## [Exercise]
Determine how many lines in the entries below contain the word "porch". The reply is that number alone.
___ Records provided ___
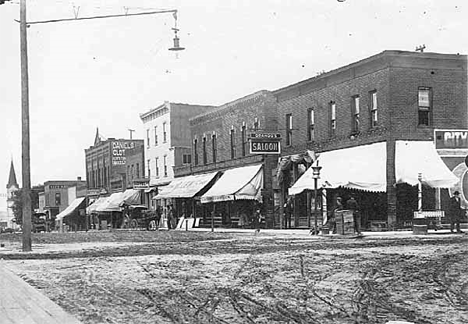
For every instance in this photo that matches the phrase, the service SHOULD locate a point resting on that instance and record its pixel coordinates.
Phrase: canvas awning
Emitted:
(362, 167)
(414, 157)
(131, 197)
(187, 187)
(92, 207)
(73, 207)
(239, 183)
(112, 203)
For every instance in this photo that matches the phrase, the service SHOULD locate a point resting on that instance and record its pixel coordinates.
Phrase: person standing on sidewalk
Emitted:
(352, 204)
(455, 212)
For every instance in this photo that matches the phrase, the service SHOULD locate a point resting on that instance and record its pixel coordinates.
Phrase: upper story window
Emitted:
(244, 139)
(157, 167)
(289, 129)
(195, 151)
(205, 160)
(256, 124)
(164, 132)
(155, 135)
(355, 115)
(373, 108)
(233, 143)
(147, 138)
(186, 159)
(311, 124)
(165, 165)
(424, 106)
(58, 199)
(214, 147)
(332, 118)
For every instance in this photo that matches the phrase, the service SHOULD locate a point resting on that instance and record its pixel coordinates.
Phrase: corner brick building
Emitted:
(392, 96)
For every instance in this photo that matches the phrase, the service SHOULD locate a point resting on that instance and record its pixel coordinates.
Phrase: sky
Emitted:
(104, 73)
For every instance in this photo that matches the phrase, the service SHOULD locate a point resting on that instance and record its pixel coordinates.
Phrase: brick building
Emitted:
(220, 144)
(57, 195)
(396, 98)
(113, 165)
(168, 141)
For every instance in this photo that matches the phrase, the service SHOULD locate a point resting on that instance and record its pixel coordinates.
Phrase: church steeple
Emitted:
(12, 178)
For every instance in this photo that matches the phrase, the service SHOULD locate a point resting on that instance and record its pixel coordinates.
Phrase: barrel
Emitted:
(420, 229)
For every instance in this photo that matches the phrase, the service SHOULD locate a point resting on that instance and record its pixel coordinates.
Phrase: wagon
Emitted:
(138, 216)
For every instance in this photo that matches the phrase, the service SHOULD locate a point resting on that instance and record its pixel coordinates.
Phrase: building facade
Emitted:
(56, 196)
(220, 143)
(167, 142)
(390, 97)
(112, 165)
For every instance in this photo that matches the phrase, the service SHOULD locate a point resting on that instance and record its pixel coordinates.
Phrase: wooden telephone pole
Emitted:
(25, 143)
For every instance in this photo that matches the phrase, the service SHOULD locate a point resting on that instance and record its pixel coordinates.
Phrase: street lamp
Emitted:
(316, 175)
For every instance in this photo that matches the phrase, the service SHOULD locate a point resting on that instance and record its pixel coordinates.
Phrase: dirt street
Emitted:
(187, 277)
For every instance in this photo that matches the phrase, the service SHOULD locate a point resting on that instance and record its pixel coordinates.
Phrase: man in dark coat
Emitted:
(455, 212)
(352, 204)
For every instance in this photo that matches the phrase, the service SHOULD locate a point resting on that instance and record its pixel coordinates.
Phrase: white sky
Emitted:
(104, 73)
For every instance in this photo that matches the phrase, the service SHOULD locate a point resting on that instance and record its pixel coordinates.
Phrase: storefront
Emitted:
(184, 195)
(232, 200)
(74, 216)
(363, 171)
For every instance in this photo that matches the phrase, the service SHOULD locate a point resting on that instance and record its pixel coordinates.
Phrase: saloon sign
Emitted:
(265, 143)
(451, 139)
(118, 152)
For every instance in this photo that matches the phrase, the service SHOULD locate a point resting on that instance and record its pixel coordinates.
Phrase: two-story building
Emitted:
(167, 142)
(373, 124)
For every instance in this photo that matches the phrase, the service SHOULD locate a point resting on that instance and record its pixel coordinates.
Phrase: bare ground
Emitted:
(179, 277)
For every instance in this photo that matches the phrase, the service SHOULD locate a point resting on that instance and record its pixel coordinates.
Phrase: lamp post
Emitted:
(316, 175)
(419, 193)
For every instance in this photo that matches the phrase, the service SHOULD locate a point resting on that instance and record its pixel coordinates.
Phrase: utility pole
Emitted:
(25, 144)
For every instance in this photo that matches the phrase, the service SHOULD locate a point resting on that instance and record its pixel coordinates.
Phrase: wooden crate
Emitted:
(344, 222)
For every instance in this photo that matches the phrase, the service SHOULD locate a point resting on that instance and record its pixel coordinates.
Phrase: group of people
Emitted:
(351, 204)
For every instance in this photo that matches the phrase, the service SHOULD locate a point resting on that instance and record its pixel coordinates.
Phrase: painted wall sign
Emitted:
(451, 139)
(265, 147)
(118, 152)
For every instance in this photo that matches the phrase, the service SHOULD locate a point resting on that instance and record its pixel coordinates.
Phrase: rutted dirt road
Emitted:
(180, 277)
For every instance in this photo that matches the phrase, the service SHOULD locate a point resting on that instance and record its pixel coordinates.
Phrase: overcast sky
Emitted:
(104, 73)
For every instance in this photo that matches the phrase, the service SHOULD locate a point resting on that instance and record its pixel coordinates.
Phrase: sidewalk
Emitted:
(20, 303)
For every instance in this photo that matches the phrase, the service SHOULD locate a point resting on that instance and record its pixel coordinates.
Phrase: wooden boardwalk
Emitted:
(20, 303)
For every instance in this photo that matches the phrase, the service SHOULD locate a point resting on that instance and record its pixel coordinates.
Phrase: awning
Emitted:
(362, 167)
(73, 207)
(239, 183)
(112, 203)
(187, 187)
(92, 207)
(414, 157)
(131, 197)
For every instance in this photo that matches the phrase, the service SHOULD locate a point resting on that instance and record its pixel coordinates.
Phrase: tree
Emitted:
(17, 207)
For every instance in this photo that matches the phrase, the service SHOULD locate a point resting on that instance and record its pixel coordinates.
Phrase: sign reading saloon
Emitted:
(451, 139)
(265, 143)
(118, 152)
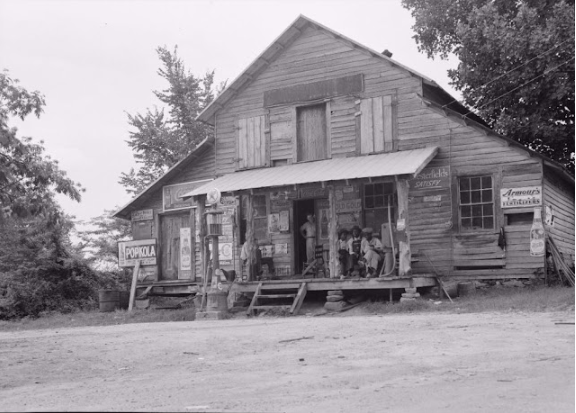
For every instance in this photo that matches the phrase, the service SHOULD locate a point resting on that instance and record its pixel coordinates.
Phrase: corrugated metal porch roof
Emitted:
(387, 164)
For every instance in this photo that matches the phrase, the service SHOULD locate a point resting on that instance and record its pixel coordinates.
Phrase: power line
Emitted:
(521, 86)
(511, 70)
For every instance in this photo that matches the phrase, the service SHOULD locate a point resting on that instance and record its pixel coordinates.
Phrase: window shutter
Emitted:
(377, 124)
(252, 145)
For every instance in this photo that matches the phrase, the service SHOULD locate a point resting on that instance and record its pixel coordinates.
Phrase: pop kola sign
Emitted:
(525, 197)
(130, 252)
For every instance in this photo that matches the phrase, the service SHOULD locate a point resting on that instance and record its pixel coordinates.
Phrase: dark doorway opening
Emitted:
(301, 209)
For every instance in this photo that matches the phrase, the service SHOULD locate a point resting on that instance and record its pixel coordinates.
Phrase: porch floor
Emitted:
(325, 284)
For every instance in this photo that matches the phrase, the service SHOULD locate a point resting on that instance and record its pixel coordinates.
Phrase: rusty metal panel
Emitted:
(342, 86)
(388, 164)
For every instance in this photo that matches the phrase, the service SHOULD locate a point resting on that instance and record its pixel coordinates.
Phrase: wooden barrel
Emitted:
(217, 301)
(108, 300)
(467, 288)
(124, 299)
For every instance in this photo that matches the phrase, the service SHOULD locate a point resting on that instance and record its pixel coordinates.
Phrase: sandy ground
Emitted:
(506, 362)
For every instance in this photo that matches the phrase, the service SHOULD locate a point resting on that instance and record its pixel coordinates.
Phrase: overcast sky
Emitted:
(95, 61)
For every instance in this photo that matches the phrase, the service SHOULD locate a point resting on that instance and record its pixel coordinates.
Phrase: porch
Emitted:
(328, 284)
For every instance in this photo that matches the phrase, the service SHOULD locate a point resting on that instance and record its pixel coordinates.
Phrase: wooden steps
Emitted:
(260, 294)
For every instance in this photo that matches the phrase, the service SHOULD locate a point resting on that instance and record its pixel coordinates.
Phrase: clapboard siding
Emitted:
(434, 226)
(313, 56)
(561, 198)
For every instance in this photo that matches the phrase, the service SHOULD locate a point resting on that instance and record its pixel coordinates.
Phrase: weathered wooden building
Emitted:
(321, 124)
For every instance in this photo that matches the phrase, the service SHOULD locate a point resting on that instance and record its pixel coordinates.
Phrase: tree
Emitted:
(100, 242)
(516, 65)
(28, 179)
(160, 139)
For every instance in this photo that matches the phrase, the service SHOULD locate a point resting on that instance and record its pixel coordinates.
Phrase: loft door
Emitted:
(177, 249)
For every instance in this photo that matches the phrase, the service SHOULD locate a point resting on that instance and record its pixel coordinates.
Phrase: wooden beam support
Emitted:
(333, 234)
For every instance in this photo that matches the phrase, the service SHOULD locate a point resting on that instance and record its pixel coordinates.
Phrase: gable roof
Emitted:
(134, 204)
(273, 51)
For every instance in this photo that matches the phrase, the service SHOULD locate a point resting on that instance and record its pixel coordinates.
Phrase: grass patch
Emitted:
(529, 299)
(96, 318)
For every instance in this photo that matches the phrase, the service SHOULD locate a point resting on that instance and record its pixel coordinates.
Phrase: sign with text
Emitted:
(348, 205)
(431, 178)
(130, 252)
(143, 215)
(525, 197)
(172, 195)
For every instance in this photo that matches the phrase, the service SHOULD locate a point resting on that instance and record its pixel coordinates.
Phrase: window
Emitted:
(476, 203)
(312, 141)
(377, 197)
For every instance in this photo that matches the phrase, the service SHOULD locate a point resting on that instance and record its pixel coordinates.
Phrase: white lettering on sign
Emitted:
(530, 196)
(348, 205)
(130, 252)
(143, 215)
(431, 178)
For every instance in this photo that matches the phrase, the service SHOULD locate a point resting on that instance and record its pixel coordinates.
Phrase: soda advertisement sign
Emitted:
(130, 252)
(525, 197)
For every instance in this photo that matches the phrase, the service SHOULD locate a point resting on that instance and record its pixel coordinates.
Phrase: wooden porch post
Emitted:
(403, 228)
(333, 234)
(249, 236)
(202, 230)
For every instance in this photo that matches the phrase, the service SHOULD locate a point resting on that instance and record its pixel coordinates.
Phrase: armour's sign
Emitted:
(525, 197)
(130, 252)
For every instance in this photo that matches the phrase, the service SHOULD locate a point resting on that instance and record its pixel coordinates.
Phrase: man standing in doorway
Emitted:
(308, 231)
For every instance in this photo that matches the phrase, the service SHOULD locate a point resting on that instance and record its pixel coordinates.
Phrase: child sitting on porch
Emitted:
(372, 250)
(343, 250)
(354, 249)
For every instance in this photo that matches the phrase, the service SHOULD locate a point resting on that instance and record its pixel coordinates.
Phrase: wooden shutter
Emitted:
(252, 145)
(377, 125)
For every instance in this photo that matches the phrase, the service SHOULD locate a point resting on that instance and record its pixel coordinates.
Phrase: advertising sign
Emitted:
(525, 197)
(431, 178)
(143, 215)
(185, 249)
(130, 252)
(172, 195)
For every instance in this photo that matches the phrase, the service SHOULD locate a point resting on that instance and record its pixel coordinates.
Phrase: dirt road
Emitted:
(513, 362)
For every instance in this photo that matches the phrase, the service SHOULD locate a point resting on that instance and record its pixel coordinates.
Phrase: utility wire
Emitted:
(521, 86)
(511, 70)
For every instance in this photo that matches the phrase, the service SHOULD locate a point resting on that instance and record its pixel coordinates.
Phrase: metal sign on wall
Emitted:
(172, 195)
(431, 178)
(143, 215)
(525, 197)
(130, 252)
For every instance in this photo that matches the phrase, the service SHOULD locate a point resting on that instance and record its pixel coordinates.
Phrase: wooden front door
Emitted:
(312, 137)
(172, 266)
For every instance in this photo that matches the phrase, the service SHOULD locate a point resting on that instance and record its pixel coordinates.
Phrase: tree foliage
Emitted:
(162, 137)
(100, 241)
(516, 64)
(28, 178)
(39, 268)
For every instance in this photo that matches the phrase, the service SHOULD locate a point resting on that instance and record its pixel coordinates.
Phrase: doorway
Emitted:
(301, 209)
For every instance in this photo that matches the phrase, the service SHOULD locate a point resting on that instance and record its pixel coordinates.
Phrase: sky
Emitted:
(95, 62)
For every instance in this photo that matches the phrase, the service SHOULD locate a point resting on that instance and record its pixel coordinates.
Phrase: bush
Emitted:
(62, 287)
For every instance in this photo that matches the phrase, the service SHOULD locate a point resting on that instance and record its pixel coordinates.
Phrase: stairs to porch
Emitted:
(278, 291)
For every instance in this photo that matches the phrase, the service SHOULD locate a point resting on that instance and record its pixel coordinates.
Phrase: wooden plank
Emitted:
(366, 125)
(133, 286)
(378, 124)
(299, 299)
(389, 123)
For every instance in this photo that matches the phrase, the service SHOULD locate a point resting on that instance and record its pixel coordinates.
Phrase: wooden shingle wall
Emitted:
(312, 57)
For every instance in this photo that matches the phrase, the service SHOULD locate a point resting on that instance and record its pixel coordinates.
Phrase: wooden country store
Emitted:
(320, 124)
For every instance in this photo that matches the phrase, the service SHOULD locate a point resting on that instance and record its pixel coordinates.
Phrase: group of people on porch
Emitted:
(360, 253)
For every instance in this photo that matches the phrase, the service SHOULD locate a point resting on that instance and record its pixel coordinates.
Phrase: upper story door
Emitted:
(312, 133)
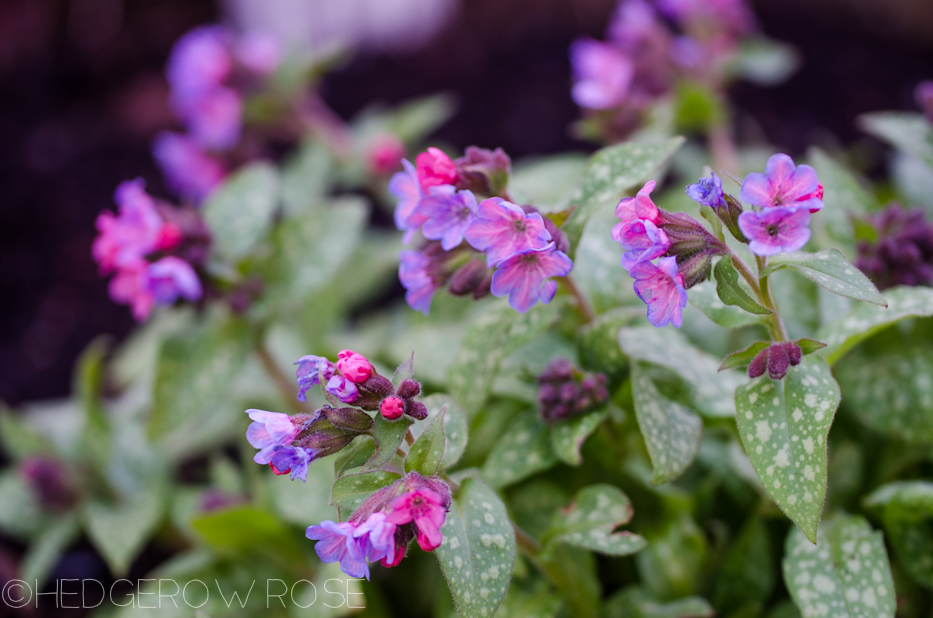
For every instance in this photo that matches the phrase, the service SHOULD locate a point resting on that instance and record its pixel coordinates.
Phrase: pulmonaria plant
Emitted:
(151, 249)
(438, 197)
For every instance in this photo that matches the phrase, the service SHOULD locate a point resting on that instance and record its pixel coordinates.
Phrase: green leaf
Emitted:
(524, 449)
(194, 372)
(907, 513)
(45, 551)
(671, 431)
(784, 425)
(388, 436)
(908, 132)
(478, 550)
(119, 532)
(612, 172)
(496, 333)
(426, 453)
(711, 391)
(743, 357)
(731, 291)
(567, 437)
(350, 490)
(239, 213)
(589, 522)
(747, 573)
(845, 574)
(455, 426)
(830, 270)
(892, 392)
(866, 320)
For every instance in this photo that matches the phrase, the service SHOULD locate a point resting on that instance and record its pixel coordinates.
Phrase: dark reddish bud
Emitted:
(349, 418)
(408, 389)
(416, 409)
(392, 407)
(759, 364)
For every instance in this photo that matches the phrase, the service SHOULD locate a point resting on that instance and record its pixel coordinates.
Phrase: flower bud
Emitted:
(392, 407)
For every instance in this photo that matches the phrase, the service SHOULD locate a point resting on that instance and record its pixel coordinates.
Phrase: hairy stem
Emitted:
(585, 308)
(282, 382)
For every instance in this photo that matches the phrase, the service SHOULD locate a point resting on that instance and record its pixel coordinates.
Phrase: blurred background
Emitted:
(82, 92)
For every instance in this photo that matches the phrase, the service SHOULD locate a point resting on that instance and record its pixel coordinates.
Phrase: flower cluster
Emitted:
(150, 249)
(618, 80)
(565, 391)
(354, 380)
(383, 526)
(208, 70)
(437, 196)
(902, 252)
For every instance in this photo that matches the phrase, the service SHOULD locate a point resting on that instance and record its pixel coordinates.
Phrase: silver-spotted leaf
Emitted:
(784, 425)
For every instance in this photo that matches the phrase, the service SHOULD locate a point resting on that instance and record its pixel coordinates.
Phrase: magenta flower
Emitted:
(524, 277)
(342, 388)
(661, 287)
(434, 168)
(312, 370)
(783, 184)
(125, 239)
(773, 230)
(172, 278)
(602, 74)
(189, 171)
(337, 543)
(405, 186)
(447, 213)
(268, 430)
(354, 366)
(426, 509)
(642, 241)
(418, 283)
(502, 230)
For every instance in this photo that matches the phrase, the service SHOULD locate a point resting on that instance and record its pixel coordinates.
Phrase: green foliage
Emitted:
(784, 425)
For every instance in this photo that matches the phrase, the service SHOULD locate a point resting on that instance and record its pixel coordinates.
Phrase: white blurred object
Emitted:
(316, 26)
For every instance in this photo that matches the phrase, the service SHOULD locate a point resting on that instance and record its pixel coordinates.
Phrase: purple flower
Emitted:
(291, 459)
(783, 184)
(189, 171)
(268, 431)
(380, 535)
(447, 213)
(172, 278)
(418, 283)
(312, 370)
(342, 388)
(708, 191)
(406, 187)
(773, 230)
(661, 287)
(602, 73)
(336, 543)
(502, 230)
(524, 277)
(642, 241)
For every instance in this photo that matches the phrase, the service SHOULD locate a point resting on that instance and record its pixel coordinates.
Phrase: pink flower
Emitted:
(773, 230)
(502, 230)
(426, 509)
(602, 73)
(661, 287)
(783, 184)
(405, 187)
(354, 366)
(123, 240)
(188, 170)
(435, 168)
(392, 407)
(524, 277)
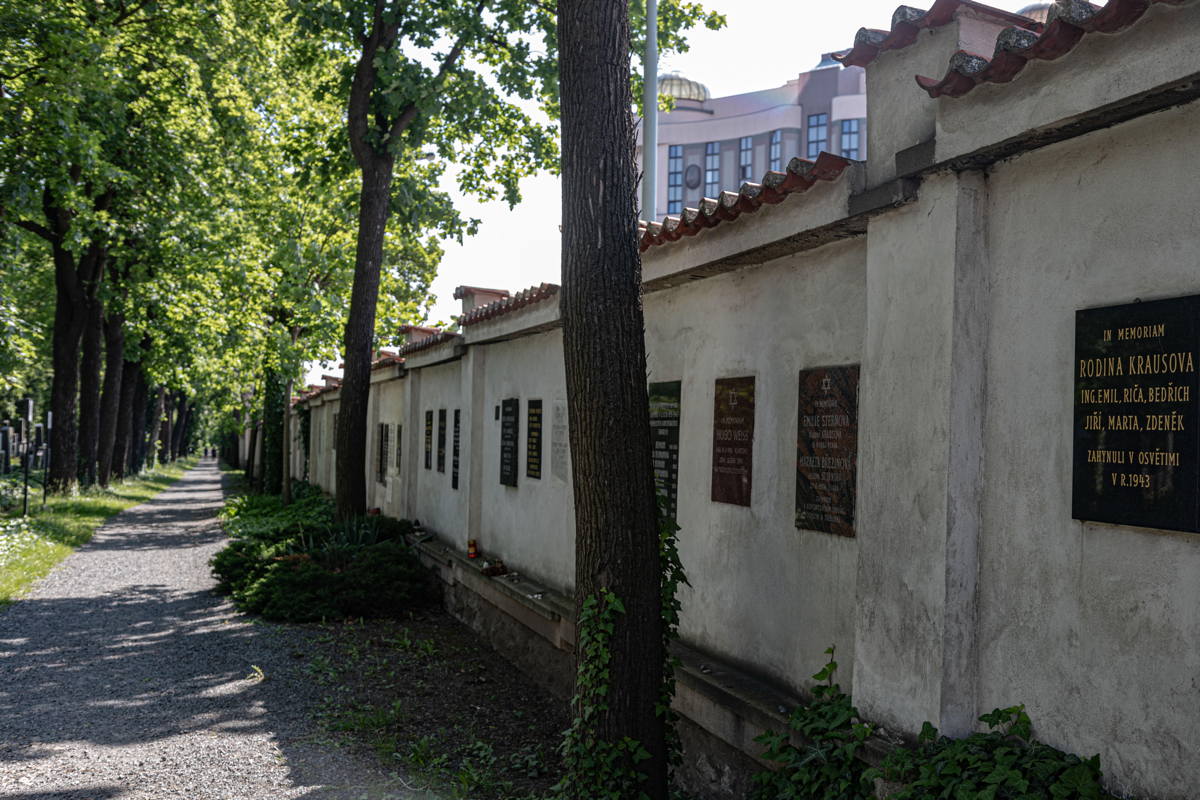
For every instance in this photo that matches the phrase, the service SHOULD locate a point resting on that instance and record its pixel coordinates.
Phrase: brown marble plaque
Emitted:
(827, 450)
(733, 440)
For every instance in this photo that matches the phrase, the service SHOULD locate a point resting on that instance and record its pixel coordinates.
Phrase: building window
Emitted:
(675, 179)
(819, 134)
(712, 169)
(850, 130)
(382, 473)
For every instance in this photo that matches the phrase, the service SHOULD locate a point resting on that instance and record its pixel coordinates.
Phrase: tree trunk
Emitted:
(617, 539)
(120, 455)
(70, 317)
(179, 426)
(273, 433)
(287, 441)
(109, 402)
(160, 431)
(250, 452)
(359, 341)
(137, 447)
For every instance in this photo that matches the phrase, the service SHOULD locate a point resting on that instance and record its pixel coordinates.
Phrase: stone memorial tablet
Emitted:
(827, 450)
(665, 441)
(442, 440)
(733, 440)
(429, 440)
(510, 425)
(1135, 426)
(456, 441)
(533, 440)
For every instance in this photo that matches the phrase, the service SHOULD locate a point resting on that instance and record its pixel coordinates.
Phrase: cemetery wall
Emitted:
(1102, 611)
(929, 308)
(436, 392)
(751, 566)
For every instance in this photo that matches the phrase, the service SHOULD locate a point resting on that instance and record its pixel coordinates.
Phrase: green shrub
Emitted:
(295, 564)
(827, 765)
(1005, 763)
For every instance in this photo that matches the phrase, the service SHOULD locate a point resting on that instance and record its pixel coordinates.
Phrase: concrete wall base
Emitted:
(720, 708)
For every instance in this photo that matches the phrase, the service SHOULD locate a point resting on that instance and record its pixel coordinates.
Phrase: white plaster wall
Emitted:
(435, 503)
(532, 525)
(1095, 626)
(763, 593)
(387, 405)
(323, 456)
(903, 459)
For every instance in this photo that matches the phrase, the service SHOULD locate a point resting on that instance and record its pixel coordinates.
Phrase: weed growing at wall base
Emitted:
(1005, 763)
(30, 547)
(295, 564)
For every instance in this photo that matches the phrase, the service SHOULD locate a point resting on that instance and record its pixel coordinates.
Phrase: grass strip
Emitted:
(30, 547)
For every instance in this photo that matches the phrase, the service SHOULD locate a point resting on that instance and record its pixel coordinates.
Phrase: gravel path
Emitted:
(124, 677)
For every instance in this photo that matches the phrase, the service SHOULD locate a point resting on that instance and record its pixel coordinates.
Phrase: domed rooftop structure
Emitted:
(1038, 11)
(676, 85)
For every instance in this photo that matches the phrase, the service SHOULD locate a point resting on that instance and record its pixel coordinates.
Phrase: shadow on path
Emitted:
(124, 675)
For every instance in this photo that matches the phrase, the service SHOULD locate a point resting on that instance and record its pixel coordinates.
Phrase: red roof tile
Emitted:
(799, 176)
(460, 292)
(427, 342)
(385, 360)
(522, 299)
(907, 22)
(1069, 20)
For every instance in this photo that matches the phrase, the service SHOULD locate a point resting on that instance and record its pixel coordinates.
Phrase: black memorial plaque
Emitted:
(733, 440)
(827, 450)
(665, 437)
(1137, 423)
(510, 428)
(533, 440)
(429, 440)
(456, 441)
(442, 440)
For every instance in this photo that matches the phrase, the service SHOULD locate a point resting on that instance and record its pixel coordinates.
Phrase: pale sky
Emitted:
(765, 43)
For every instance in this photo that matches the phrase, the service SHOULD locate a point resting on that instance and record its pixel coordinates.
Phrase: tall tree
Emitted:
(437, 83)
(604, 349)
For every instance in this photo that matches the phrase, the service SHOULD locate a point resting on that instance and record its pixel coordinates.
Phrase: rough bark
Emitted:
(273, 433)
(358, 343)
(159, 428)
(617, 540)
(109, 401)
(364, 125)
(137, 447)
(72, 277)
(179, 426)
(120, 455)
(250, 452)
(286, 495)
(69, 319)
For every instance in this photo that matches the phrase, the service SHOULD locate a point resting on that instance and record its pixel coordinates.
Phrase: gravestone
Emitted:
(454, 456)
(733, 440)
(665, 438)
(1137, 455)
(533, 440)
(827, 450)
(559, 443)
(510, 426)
___
## [Exercise output]
7